• [Work instruction]
Reproduce the passage on congressional action against rising drug prices in full, word for word.

• [Supplied passage]
········

The Senate committee’s investigation will include a thorough examination of: substantial price increases on recently acquired, off-patent drugs; mergers and acquisitions within the pharmaceutical industry that have occasionally led to dramatic increases in off-patent drugs; and the FDA’s role in the drug approval process for generic drugs, the FDA’s distribution protocols, and the FDA’s off-label regime.

The Senate Special Committee on Aging has tentatively set an initial hearing on this issue for December 9, 2015, and plans to hold subsequent meetings on an as-needed basis in the coming months.

House Committee on Oversight and Government Reform

Representative Elijah Cummings (D-MD), the ranking member of the committee, has formed a task force – the Affordable Drug Pricing Task Force – to engage in “meaningful action to combat the skyrocketing costs of pharmaceuticals.”

The creation of this task force follows previous actions taken by Mr. Cummings, including in May 2015 when he introduced generic drug-pricing legislation in the House (a counterpart to a bill introduced by Senator Bernie Sanders). That legislation was incorporated into the budget agreement approved by Congress in the last week of October.

········

• [Segmentation mask data]
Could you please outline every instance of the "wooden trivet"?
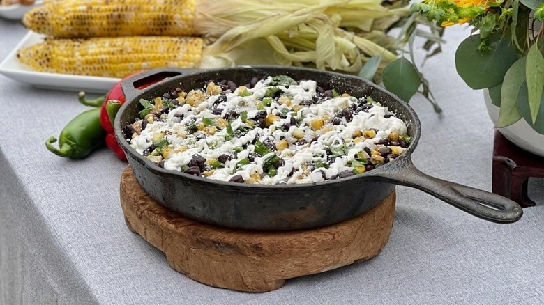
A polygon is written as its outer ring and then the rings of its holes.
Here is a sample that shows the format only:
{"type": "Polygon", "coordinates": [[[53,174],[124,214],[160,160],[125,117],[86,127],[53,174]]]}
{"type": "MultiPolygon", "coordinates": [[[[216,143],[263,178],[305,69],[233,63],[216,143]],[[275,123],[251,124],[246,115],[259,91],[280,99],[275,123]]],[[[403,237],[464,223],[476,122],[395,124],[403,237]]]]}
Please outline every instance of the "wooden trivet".
{"type": "Polygon", "coordinates": [[[121,180],[128,228],[166,254],[169,265],[200,283],[247,292],[279,288],[285,279],[377,256],[389,238],[395,193],[361,215],[305,230],[265,232],[203,224],[159,205],[129,166],[121,180]]]}
{"type": "Polygon", "coordinates": [[[535,205],[529,198],[529,178],[544,178],[544,157],[518,148],[495,131],[492,191],[509,198],[522,208],[535,205]]]}

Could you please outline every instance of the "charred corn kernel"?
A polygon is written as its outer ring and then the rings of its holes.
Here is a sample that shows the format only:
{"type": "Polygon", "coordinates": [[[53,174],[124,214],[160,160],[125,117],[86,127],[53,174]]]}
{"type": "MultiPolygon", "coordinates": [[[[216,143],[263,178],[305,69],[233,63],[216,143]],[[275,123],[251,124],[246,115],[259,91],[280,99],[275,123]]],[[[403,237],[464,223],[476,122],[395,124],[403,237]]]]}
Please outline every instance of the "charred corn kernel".
{"type": "Polygon", "coordinates": [[[167,146],[163,148],[163,152],[161,155],[163,155],[163,158],[168,159],[169,157],[170,157],[170,152],[172,152],[172,148],[169,146],[167,146]]]}
{"type": "Polygon", "coordinates": [[[374,155],[370,156],[370,163],[372,164],[377,164],[379,163],[384,163],[384,157],[379,155],[374,155]]]}
{"type": "Polygon", "coordinates": [[[310,125],[312,126],[312,129],[314,130],[319,130],[323,127],[323,125],[324,125],[324,122],[323,122],[322,118],[315,118],[312,120],[312,123],[310,125]]]}
{"type": "Polygon", "coordinates": [[[280,118],[275,114],[269,114],[269,115],[264,118],[264,123],[266,123],[266,126],[270,126],[277,120],[280,120],[280,118]]]}
{"type": "Polygon", "coordinates": [[[210,136],[213,136],[213,134],[216,134],[217,128],[216,128],[215,126],[206,126],[204,129],[204,131],[210,136]]]}
{"type": "Polygon", "coordinates": [[[196,0],[63,0],[27,12],[23,23],[56,38],[195,33],[196,0]]]}
{"type": "Polygon", "coordinates": [[[208,95],[218,95],[223,92],[221,87],[216,85],[213,81],[210,81],[206,86],[206,94],[208,95]]]}
{"type": "Polygon", "coordinates": [[[216,125],[217,125],[217,127],[218,127],[220,129],[223,129],[226,127],[229,121],[224,119],[223,118],[218,118],[216,119],[216,125]]]}
{"type": "Polygon", "coordinates": [[[296,139],[302,139],[304,137],[304,130],[297,128],[293,131],[293,136],[296,139]]]}
{"type": "Polygon", "coordinates": [[[199,90],[191,90],[187,93],[187,100],[186,102],[193,107],[199,105],[206,100],[206,95],[199,90]]]}
{"type": "Polygon", "coordinates": [[[144,117],[144,120],[146,120],[148,123],[153,123],[156,119],[157,116],[153,114],[148,114],[146,116],[144,117]]]}
{"type": "Polygon", "coordinates": [[[278,143],[275,143],[275,149],[278,150],[283,150],[288,147],[289,143],[287,143],[287,140],[285,139],[283,140],[278,141],[278,143]]]}
{"type": "Polygon", "coordinates": [[[202,175],[204,175],[204,177],[208,177],[209,175],[213,173],[214,171],[216,171],[215,169],[212,169],[211,171],[204,171],[202,172],[202,175]]]}
{"type": "Polygon", "coordinates": [[[196,37],[47,39],[17,56],[38,72],[121,78],[159,67],[198,67],[202,45],[196,37]]]}
{"type": "Polygon", "coordinates": [[[153,134],[152,139],[153,141],[156,141],[160,140],[164,136],[165,136],[165,134],[163,132],[159,132],[153,134]]]}
{"type": "Polygon", "coordinates": [[[365,136],[365,138],[373,138],[376,136],[376,132],[373,130],[365,130],[363,132],[363,135],[365,136]]]}
{"type": "Polygon", "coordinates": [[[387,137],[391,141],[398,141],[398,133],[391,132],[387,137]]]}
{"type": "Polygon", "coordinates": [[[400,146],[389,146],[389,148],[391,149],[391,153],[395,155],[400,155],[406,150],[406,148],[403,148],[400,146]]]}
{"type": "Polygon", "coordinates": [[[291,106],[291,97],[288,96],[280,96],[278,100],[278,102],[285,106],[291,106]]]}

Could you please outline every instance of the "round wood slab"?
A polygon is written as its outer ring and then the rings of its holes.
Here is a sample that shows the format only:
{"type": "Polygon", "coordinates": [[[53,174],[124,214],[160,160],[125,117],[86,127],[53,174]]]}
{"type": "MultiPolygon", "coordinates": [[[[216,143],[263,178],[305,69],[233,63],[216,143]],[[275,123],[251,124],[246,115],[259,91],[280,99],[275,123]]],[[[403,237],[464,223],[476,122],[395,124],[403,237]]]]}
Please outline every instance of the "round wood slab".
{"type": "Polygon", "coordinates": [[[395,191],[352,219],[312,230],[265,232],[203,224],[167,210],[138,184],[121,179],[128,228],[166,254],[174,269],[200,283],[247,292],[279,288],[287,279],[331,270],[377,256],[395,215],[395,191]]]}

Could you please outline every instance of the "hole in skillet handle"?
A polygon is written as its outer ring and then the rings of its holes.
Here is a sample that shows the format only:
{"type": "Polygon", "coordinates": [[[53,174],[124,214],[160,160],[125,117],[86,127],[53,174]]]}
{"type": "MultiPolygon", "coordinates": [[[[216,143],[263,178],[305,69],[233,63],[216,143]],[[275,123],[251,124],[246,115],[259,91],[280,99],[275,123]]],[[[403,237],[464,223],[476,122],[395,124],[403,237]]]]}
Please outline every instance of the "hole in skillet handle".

········

• [Your response]
The Senate committee’s investigation will include a thorough examination of: substantial price increases on recently acquired, off-patent drugs; mergers and acquisitions within the pharmaceutical industry that have occasionally led to dramatic increases in off-patent drugs; and the FDA’s role in the drug approval process for generic drugs, the FDA’s distribution protocols, and the FDA’s off-label regime.

The Senate Special Committee on Aging has tentatively set an initial hearing on this issue for December 9, 2015, and plans to hold subsequent meetings on an as-needed basis in the coming months.

House Committee on Oversight and Government Reform

Representative Elijah Cummings (D-MD), the ranking member of the committee, has formed a task force – the Affordable Drug Pricing Task Force – to engage in “meaningful action to combat the skyrocketing costs of pharmaceuticals.”

The creation of this task force follows previous actions taken by Mr. Cummings, including in May 2015 when he introduced generic drug-pricing legislation in the House (a counterpart to a bill introduced by Senator Bernie Sanders). That legislation was incorporated into the budget agreement approved by Congress in the last week of October.